# [Work request 1]
According to the book review, what company published the novel?
# [Work request 2]
Revise the part of the book review starting at "by Jack McDaniel" and ending at "this dystopian novel.", putting "science fiction" in place of "dystopian".

AGENTS OF THE UNDERTOW

From the Pan21 series, volume 1

by Jack McDaniel

Pub Date: April 25th, 2017
ISBN: 978-0-578-19117-1
Publisher: Undertow Press

Years after fighting off a plague infection, survivors become the target of a dubious administrator who’s convinced they still carry the lethal virus in this dystopian novel.

Forty percent of humanity was killed by the virus Pan21, and an even higher percentage in the Republic, comprised of seceded Texas, Oklahoma, Colorado, and New Mexico. Republic Voice reporter Helen Small lost her family and best friend to Pan21, which mercifully ended seven years ago. She was infected but endured; the survivors are marked by cosmetic side effects: ashen skin, hair, and eyes. Despite no signs of the plague, there seems to be an anti-survivors movement brewing. A group called the Grey Alliance forces two survivors out of their Texas town. Surprisingly, Administrator Chaste, in statements to the media, doesn’t condemn the Grey Alliance’s aggressive tactics. In fact, he’s supportive, later claiming Pan21 has resurfaced, transmitted by survivors locally and in other parts of the world. Helen, via an anonymous column, rebuts Chaste’s assertions, having found no confirmation of recent plague deaths. Unfortunately, the public sides with Chaste, and Helen’s subsequently arrested, primarily for being a survivor. Things could turn decidedly more precarious for her, however, if her captors learn she’s the column’s author. McDaniel’s (The Future Is Short, 2017, etc.) wise choice to set a global-plague tale in the smaller Republic condenses his epic narrative and generates a swift pace, while descriptions of characters and environment are generally subdued—akin to the “colorless” survivors. But the muted prose is befitting of Pan21’s devastation (Helen walks the shockingly empty hallways of a Dallas hospital) and makes flashes of color stand out: a morning of “blood-red sunlight” or a photo of Helen’s now-dead 5-year-old son in a blue-striped shirt. Chaste’s administration poses an unmistakable threat, monitoring citizens with flying quads and HealthPals (devices inserted in skin) and ultimately branding Helen a terrorist. A romance between Helen and her boyfriend, Francisco Stiles, meanwhile, is fleeting, though it’s rich material for the planned sequel.

This gripping sci-fi–esque yarn ably incorporates social and political themes.

# [Entries provided]
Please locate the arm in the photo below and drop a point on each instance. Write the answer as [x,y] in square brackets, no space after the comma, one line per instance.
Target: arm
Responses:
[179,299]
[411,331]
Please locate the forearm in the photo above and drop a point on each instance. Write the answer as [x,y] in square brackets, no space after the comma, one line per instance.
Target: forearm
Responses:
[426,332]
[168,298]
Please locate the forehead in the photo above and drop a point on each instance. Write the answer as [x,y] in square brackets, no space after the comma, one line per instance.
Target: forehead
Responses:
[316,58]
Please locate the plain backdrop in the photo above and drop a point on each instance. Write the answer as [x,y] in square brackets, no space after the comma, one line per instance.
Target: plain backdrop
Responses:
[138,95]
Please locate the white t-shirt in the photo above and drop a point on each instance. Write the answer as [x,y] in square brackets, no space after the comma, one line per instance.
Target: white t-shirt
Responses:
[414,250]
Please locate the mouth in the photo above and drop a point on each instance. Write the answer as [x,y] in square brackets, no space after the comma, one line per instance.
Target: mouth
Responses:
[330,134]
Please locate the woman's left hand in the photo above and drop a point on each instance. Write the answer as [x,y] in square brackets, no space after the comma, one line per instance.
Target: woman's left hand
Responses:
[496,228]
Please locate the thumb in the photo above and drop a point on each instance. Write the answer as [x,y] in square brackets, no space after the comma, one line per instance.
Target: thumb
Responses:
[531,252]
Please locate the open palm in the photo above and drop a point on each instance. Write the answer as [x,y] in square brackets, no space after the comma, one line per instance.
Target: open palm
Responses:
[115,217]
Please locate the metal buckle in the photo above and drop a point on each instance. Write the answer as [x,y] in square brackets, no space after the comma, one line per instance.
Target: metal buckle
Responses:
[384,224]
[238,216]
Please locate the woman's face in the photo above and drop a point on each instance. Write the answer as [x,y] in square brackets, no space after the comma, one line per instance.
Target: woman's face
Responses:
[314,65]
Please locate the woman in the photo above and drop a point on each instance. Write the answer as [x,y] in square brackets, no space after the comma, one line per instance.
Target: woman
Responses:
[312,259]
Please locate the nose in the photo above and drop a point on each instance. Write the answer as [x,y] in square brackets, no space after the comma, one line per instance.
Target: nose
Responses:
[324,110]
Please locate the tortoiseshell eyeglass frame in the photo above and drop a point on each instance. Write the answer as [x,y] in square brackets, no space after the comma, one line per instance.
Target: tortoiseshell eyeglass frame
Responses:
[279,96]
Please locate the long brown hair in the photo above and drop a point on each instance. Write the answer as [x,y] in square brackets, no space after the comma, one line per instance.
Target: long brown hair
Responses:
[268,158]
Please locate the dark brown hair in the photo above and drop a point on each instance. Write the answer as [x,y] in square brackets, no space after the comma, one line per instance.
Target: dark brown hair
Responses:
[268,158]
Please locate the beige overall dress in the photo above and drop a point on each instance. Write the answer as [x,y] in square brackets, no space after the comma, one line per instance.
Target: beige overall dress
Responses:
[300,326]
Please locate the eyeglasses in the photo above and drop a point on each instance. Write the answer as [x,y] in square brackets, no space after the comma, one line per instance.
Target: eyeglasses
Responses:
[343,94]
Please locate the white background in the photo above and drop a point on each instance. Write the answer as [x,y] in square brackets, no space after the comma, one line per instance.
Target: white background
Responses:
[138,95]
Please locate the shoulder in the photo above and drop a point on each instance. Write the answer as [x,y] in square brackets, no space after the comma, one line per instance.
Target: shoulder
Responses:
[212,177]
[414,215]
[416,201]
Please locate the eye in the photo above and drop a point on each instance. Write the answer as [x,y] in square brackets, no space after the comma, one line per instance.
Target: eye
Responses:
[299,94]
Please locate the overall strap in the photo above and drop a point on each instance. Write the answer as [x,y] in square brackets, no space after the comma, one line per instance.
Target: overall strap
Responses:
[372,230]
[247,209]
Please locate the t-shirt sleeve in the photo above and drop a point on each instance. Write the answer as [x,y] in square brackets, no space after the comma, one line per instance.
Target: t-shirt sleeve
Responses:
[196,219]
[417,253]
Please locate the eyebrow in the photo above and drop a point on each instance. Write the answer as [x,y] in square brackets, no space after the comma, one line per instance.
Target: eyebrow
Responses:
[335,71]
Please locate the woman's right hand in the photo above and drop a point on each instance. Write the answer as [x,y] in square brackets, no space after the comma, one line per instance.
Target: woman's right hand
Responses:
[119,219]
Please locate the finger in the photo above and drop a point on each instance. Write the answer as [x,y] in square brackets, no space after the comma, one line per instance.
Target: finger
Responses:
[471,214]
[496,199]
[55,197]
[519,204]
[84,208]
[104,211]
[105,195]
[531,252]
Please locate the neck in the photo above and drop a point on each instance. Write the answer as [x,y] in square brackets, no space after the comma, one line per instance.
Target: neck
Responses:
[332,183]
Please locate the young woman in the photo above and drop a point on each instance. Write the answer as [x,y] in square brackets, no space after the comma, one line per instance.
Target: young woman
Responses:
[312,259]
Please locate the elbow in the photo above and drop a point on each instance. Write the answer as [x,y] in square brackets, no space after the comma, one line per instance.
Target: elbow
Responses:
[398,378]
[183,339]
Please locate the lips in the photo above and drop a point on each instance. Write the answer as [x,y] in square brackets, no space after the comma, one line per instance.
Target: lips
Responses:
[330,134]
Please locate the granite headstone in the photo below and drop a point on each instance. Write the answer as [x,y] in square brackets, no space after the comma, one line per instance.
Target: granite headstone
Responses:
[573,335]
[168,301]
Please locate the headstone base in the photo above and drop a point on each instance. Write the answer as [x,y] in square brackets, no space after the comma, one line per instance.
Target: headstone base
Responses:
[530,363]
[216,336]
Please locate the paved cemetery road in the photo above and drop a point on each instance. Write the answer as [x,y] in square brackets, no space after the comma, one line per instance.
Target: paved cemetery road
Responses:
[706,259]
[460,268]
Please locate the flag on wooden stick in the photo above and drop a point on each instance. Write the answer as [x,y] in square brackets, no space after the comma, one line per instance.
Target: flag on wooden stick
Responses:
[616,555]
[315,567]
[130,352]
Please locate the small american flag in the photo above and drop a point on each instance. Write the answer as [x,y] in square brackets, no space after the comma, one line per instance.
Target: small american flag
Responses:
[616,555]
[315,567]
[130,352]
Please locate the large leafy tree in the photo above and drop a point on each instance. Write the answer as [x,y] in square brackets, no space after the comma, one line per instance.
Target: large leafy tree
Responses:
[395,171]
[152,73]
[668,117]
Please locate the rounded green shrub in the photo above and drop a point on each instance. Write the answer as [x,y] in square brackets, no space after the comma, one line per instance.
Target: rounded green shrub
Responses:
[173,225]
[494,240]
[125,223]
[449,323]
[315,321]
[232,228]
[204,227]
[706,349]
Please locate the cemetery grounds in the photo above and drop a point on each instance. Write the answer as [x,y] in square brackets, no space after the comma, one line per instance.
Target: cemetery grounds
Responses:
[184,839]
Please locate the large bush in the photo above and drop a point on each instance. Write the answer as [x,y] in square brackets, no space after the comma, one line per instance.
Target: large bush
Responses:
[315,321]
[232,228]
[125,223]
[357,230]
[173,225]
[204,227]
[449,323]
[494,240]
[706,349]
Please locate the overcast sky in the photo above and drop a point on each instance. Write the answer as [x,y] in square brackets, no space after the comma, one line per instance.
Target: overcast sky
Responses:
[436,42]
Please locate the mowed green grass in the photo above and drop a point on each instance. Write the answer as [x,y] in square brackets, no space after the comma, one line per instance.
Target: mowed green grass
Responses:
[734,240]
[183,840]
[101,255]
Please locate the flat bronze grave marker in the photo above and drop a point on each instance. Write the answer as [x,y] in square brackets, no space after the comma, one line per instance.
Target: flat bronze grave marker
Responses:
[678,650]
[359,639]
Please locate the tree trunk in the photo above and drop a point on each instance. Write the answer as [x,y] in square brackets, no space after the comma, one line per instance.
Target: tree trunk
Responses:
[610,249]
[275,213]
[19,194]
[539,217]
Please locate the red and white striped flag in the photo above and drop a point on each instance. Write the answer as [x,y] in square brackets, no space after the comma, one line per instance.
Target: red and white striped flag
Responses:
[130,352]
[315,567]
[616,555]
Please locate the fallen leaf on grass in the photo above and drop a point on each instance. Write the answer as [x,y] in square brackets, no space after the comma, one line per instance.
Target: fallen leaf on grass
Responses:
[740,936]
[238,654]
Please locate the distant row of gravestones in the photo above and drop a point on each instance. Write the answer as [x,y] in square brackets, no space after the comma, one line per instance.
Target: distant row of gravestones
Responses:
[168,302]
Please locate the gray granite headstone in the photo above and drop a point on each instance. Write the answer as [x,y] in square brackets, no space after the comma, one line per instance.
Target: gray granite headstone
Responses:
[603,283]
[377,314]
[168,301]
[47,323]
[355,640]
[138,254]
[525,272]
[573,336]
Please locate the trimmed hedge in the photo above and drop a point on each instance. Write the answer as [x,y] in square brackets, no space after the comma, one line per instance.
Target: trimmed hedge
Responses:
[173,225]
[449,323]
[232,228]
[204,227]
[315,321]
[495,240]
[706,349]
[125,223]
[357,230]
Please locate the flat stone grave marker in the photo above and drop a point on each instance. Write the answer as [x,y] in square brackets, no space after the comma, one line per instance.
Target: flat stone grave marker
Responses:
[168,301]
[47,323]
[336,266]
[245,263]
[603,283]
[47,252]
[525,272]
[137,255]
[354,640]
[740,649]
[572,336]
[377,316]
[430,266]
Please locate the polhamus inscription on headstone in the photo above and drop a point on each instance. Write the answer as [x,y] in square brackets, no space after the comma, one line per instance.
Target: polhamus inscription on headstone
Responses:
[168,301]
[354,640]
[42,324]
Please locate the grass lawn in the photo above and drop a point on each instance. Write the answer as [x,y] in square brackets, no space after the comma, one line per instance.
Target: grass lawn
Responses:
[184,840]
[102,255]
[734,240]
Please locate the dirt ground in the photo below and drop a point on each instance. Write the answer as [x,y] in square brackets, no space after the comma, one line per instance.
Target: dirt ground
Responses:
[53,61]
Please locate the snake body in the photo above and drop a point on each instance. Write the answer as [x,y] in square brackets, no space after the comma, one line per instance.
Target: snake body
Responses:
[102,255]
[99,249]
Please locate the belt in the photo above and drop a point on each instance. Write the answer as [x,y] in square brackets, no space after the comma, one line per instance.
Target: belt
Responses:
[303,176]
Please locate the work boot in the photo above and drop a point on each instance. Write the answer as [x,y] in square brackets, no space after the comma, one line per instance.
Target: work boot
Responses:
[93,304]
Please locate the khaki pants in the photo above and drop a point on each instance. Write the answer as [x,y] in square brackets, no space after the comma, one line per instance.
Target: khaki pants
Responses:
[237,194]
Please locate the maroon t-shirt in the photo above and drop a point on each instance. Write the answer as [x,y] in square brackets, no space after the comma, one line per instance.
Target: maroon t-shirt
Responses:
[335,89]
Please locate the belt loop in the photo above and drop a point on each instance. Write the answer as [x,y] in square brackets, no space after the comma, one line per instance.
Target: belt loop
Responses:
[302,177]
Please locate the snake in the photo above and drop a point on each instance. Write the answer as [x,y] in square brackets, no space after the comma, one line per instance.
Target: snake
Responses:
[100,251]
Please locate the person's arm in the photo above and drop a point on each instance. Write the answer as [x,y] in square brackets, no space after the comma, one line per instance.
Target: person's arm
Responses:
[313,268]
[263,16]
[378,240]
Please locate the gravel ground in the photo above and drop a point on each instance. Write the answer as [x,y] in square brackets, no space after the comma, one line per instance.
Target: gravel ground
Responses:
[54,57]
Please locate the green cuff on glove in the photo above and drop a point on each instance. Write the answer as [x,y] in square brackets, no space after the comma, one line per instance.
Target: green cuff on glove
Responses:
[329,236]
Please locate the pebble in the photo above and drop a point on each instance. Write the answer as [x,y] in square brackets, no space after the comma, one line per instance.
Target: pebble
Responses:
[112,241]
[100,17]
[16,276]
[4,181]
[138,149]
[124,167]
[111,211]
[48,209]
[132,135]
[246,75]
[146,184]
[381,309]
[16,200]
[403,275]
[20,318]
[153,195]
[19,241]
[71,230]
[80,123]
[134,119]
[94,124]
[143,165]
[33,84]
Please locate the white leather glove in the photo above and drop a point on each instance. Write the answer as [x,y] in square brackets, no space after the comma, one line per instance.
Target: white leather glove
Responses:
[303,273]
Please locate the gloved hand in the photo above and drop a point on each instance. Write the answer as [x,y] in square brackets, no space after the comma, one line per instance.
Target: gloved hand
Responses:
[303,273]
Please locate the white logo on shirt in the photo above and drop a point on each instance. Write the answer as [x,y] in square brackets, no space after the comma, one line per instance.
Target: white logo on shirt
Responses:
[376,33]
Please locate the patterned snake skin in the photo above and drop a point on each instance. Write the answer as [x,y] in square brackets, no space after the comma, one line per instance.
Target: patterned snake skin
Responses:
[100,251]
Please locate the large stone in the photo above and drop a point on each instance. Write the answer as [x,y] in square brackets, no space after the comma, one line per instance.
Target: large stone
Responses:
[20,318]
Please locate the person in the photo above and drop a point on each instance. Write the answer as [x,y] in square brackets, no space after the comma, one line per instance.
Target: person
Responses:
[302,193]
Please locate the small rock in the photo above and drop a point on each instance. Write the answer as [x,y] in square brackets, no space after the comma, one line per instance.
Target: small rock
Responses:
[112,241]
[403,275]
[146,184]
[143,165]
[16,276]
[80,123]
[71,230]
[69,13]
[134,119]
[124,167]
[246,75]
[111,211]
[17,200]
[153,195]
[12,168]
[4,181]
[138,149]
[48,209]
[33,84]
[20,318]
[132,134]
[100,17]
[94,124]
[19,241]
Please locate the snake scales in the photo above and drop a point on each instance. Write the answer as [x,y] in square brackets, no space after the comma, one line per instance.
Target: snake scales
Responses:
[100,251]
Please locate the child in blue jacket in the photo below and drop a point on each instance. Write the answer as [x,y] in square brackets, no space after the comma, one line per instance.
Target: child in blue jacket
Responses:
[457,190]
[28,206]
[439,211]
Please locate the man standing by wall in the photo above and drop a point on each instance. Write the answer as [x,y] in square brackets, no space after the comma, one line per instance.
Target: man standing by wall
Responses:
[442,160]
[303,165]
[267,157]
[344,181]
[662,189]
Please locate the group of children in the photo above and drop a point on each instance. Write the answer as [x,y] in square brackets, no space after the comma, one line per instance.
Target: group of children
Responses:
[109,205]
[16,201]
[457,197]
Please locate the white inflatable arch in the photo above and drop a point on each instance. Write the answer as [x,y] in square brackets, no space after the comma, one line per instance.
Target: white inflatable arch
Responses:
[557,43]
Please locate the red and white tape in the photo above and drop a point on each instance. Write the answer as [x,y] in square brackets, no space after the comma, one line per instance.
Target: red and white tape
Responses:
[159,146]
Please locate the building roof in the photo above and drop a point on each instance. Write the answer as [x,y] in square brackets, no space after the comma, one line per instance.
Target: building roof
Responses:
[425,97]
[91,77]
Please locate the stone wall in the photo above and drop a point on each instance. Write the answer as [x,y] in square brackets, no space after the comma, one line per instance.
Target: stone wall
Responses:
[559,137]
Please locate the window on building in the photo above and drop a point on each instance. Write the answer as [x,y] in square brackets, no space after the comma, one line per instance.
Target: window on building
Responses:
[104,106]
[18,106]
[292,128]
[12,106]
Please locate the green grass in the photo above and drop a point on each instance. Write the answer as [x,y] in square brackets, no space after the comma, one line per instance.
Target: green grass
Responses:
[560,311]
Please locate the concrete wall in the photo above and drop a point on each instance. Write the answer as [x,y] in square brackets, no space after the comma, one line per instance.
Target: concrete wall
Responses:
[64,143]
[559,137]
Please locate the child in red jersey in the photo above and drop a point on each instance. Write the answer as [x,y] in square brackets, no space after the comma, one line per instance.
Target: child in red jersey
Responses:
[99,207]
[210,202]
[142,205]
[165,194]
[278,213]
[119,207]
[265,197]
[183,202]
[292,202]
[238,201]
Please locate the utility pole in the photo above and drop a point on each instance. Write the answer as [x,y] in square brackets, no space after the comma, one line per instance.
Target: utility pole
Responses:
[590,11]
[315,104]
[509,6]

# [Your solution 1]
Undertow Press

# [Your solution 2]
by Jack McDaniel

Pub Date: April 25th, 2017
ISBN: 978-0-578-19117-1
Publisher: Undertow Press

Years after fighting off a plague infection, survivors become the target of a dubious administrator who’s convinced they still carry the lethal virus in this science fiction novel.